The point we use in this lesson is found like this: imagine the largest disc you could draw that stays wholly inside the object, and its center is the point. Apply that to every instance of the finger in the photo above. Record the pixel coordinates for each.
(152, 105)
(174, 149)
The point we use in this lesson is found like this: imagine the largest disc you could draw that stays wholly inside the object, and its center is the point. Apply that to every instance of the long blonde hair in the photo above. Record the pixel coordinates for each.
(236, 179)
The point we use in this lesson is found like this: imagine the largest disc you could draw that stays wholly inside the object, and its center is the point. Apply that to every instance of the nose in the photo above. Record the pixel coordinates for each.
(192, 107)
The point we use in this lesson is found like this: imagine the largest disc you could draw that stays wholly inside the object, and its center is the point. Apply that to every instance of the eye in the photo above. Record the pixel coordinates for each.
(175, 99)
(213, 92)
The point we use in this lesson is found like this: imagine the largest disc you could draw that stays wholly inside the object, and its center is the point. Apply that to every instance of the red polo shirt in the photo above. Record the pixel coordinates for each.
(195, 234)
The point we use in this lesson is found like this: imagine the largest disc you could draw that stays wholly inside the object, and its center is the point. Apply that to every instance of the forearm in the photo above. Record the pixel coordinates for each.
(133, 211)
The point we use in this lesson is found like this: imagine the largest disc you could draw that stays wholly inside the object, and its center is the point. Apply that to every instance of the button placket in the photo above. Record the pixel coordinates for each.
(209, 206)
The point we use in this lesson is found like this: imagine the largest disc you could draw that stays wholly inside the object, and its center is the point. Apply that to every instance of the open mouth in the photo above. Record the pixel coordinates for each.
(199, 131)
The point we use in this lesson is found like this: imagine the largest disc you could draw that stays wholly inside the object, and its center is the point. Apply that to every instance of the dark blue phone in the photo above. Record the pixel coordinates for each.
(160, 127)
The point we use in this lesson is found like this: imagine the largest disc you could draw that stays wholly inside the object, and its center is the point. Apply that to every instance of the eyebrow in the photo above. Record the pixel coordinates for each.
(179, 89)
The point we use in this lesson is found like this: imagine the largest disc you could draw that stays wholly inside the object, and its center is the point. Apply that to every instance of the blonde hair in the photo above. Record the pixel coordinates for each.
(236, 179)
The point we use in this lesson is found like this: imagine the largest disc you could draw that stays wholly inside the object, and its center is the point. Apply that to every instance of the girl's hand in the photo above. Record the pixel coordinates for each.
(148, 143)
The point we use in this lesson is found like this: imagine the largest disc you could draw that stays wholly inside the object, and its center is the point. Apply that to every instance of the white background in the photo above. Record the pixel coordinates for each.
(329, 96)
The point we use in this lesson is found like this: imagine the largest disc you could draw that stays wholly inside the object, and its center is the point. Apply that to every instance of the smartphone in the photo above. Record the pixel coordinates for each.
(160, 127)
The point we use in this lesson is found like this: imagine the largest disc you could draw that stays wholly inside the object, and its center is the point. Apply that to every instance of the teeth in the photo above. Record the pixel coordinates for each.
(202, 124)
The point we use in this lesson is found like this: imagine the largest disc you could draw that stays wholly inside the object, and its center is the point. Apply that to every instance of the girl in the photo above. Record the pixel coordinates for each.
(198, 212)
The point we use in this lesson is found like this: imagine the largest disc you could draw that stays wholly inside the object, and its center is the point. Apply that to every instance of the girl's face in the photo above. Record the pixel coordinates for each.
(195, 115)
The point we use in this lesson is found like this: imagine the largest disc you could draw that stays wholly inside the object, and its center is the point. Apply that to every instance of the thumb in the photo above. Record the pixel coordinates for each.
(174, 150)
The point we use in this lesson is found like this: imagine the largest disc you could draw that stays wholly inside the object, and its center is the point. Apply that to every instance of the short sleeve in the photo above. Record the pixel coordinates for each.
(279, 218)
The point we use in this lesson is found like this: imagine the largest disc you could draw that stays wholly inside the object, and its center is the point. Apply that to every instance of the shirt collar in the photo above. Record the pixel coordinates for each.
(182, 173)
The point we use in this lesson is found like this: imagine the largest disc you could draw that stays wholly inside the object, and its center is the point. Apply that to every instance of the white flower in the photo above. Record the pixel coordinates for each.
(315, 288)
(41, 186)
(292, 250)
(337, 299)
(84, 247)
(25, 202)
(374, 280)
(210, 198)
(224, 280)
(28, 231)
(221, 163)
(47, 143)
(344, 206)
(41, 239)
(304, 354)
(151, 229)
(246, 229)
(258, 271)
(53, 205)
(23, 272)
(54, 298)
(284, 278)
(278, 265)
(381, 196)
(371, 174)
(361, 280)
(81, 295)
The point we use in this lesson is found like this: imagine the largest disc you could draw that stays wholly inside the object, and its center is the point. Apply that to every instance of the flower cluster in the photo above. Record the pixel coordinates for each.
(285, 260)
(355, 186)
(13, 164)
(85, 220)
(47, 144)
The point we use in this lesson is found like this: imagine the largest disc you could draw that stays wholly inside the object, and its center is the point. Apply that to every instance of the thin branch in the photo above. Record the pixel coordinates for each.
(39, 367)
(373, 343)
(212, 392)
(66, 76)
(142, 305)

————————

• **EXERCISE OBJECTIVE**
Copy the material above verbatim.

• **OUTPUT FOR THIS EXERCISE**
The point we use in this lesson is found like this: imagine the largest disc you could draw that stays wholly inside the object, and its center is the point. Apply that to every instance of the finger in the photo above. Record the pixel coordinates for each.
(152, 105)
(174, 149)
The point we use in this lesson is found like this: imagine the largest disc you could draw that stays wholly inside the object, and its center is the point. Apply that to every instance of the long blonde hair in the photo above. Record the pixel coordinates for each.
(236, 179)
The point we use in this lesson is found like this: imagine the largest disc you could draw that stays wholly inside the object, and its center is the point. Apply that to every instance of the nose in the photo above. Record the pixel coordinates for each.
(192, 107)
The point we use in this lesson is found like this: imagine the largest disc you could draw that stays wholly inside the object, and its center is the point. Apply that to every instance of the eye in the photo above. Record the pixel coordinates for each.
(175, 99)
(213, 92)
The point we use in this lesson is found like this: imagine the largest disc you could draw that stays wholly inside the object, and its center is the point. Apply that to every instance of the red polo shirt in the photo above. Record the pixel coordinates for each.
(195, 234)
The point we use in this lesson is found like this: imagine the largest disc you could draw that stays wholly inside the object, and its center is the point. Apply that to every instance of the forearm in the photo above. Record the pixel coordinates for each.
(133, 211)
The point we use in this lesson is found like this: imagine the largest disc you could draw that stays wholly inside the object, and its center is the point. Apply that to every instance of the button placket in the photo above. Record the pixel coordinates for each.
(209, 206)
The point we use in this lesson is found like this: imagine the largest disc you could draw that stays wholly inside the object, and its center is the point. Apply that to every instance of the open mouth in the photo above. Record the pixel coordinates for each.
(199, 131)
The point we use in this lesson is found like this: imagine the largest disc you could draw that stays wholly inside the object, and its center is the point. Apply that to every instance of the dark blue phone in the photo above. Record the pixel coordinates for each.
(160, 127)
The point we use in this lesson is found like this: imagine the largest disc you could draw that stays wholly inside the object, and its center is the point. Apply that to every instance of the eyebrow in the photo above. Record the pixel coordinates for each.
(179, 89)
The point we use in this lesson is found like this: imagine the largest disc you could draw that stays wholly inside the object, and its center is the point. Apply that to every instance of the blonde hair in the photo above. Record the pixel coordinates for each.
(236, 179)
The point we use in this lesson is found like this: imagine the largest disc you could draw that stays wholly inside the object, and its center is the point. Apply that to every instance of the girl's hand in the photo above. Record the pixel coordinates for each.
(148, 143)
The point we use in this lesson is found like this: imagine the largest disc you could draw that stays wholly inside the object, and its center is the point. Apply that to every instance of the white background in the photo above. Record the pixel coordinates for each.
(329, 96)
The point we use in this lesson is found like this: imagine the largest disc you could draw that stays wholly inside the object, and its center is the point. Apply that to every instance of the smartphone in the photo above. Record the pixel coordinates for each.
(160, 127)
The point we use in this lesson is found like this: imagine the largest disc you could draw that stays wholly inside the object, and its center is the point. Apply that to every instance of the teeth in the photo above. Record the pixel coordinates for each.
(202, 124)
The point we use in this lesson is found like this: imagine the largest disc you could draw that stays wholly inside the object, and its center is the point. Apply that to every instance of the girl in the photo above. Record the pixel coordinates for each.
(198, 212)
The point we use in this lesson is found like this: imagine the largest disc you could draw that stays wholly inside the object, and its center is the point. Apply that to every instance of the girl's face in the photo above. Record the pixel coordinates for each.
(195, 115)
The point we use in this lesson is found like this: imagine the largest disc you could draw that stays wholly inside the object, and its center is the point. Apply that to every instance of the thumb in the photo above. Record the pixel coordinates for each.
(174, 150)
The point we use in this lesson is found like this: imagine the largest disc you could draw that stays wholly inside the object, and its center is the point. Apply that to every instance of the short sleeve in the photo above. Record the pixel coordinates for each.
(279, 218)
The point we use in this lesson is found like this: imagine the largest disc you could draw that stays wholly inside the object, and its center is the point. Apply that to every instance of the shirt collar in the photo above. Record the pixel coordinates for each.
(182, 173)
The point we use in this lesson is found like this: imagine the largest disc you could draw that stays wholly inside the object, and its center is the point. Apply that to every instance of the white flower in the photo above. Record the pixel coordinates for each.
(315, 288)
(41, 186)
(292, 250)
(337, 299)
(84, 247)
(25, 202)
(374, 280)
(210, 198)
(224, 280)
(28, 231)
(221, 163)
(47, 143)
(344, 206)
(41, 239)
(304, 354)
(151, 229)
(246, 229)
(258, 271)
(53, 205)
(23, 272)
(54, 298)
(284, 278)
(278, 265)
(381, 196)
(371, 174)
(361, 280)
(81, 295)
The point we use in this lesson is found like this: imagine the largest disc you could draw that stays wholly inside the object, and its center is the point. Apply that to every instance of the flower cluster in the photo above. Record the pixel coordinates for each.
(285, 260)
(355, 186)
(13, 164)
(85, 220)
(47, 144)
The point we use in this lesson is found like this: imagine the largest disc you could draw that stays wholly inside the object, and its center is the point. Apply that to every instance of the thin branch in the photo above. Record the pixel coordinates for each.
(39, 367)
(373, 343)
(212, 392)
(66, 76)
(142, 305)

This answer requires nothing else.